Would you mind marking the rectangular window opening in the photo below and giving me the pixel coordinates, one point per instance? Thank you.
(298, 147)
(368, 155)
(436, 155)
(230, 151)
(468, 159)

+ + + +

#### Activity:
Repeat the data precisely, line by line.

#### Exercise output:
Would you mind marking the rectangular window opening in the photo below and giving me the pixel coordinates, one point per instance? Thank you.
(298, 147)
(368, 155)
(436, 155)
(230, 151)
(468, 159)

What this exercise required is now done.